=== ENTRIES SUPPLIED ===

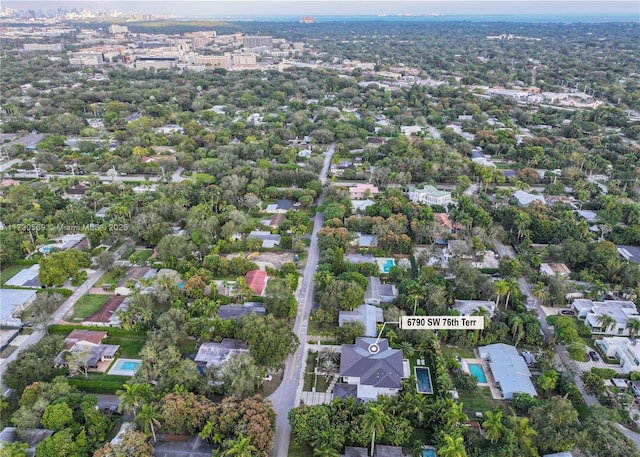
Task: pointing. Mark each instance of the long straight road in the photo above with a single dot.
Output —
(287, 395)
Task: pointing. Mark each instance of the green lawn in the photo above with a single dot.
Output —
(9, 272)
(141, 256)
(481, 401)
(465, 353)
(187, 346)
(303, 451)
(129, 346)
(86, 306)
(110, 277)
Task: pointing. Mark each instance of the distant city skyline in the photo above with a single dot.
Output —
(268, 8)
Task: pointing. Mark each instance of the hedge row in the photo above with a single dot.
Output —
(61, 329)
(96, 387)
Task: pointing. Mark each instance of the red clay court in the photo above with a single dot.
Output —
(107, 310)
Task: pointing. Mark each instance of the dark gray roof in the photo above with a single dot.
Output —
(388, 451)
(236, 311)
(284, 204)
(342, 390)
(382, 369)
(355, 452)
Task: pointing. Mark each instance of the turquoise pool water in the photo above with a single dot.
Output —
(478, 372)
(423, 377)
(133, 366)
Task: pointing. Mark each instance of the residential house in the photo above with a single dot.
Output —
(237, 311)
(468, 307)
(361, 206)
(375, 142)
(429, 195)
(102, 212)
(372, 367)
(552, 269)
(509, 369)
(91, 341)
(360, 191)
(27, 277)
(525, 198)
(75, 192)
(268, 239)
(217, 353)
(9, 183)
(378, 293)
(592, 312)
(630, 253)
(388, 451)
(257, 281)
(64, 242)
(276, 220)
(444, 221)
(12, 303)
(370, 316)
(170, 129)
(365, 241)
(626, 350)
(280, 207)
(350, 451)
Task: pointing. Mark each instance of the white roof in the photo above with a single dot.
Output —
(525, 198)
(509, 369)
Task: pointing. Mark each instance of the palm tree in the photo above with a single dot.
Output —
(541, 292)
(606, 321)
(241, 447)
(133, 396)
(513, 287)
(501, 288)
(407, 349)
(517, 328)
(633, 325)
(493, 426)
(148, 419)
(374, 421)
(484, 312)
(453, 447)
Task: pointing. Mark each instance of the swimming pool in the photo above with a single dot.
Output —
(423, 377)
(477, 371)
(125, 367)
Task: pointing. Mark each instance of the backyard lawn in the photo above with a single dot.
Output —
(86, 306)
(130, 346)
(465, 353)
(481, 401)
(141, 255)
(9, 272)
(110, 277)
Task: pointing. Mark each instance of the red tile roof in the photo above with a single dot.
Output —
(256, 280)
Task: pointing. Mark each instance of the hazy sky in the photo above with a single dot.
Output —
(630, 8)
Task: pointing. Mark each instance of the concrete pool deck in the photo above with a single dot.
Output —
(117, 369)
(496, 393)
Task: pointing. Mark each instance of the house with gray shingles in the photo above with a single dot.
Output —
(372, 373)
(377, 292)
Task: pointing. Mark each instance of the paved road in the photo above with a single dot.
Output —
(562, 354)
(57, 315)
(175, 176)
(287, 396)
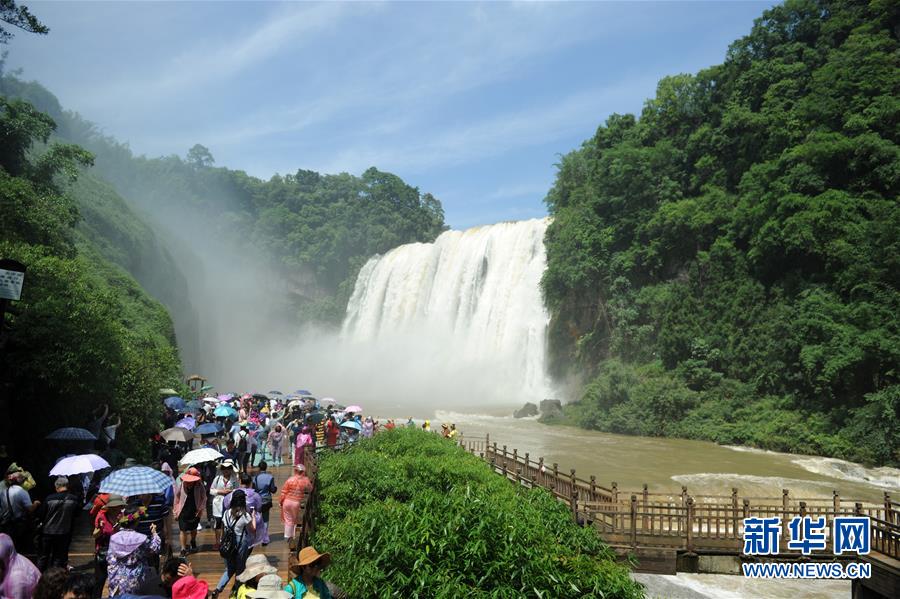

===

» WHAT IS BEING ASKED:
Reproduce all of the data above verbatim, line by line, but leave out the pictures.

» EXERCISE RESPONSE:
Task: pointing. Mark each instance of the long straight road in the photo above with a single dot.
Output —
(287, 395)
Task: pointing. Mark each instance of the green lawn in the photo above with a single dot.
Output —
(9, 272)
(141, 256)
(481, 401)
(465, 353)
(187, 346)
(303, 451)
(129, 346)
(86, 306)
(110, 277)
Task: pointing. Mark each instance of the distant city skyline in the photo above with a single dot.
Output —
(268, 8)
Task: pointing. Mark each instance of the hedge row in the photo above with a single dot.
Output —
(61, 329)
(96, 387)
Task: pointing. Mark each instance of the red clay court in the photo above with a single dot.
Output —
(107, 310)
Task: pointing. Mark each instance of the dark gray roof in the photo above with a single dot.
Output —
(388, 451)
(236, 311)
(284, 204)
(342, 390)
(382, 369)
(355, 452)
Task: pointing. Mark each instance of the turquoise pool water in the photo above with a single dot.
Output —
(478, 372)
(423, 377)
(133, 366)
Task: pointing. Mark each instance of the residential house in the photo above with a single dot.
Output —
(237, 311)
(468, 307)
(361, 206)
(375, 142)
(429, 195)
(102, 212)
(372, 367)
(552, 269)
(509, 369)
(91, 341)
(360, 191)
(27, 277)
(525, 198)
(75, 192)
(268, 239)
(217, 353)
(9, 183)
(378, 293)
(592, 312)
(630, 253)
(388, 451)
(257, 281)
(64, 242)
(276, 220)
(444, 221)
(12, 303)
(370, 316)
(170, 129)
(365, 241)
(626, 350)
(280, 207)
(350, 451)
Task: pointing. Mark each instance of the white roof in the photo above with a single dot.
Output —
(525, 198)
(509, 369)
Task: pointing. Mark each instance of the palm tree in the photo above with a single dot.
Output —
(541, 292)
(606, 321)
(241, 447)
(133, 396)
(513, 287)
(501, 288)
(407, 349)
(517, 328)
(633, 325)
(493, 426)
(148, 419)
(374, 421)
(484, 312)
(453, 447)
Task: pointing. Mark each instance of the swimming pool in the photo above with a single dot.
Output —
(423, 377)
(477, 371)
(125, 367)
Task: pointing. Mark each instance of the backyard lawn in the photo above with a single dot.
Output —
(86, 306)
(130, 346)
(465, 353)
(481, 401)
(141, 255)
(9, 272)
(110, 277)
Task: pointing. Mark each instance of the red tile roof in the photo above with a single dot.
Output —
(256, 280)
Task: pointing. Mark each instance of the hazy sky in the photo above with a single dot.
Output —
(630, 8)
Task: pointing. Mark each instance of the concrete pool deck in the photo above with a single dot.
Output —
(117, 369)
(496, 393)
Task: pointing. Mark each instance of the house with gray shingles in the photo above with a single dot.
Output —
(372, 373)
(377, 292)
Task: pointing. Mark each instance of the paved road in the photo above with a single dot.
Output —
(562, 354)
(57, 315)
(175, 176)
(287, 396)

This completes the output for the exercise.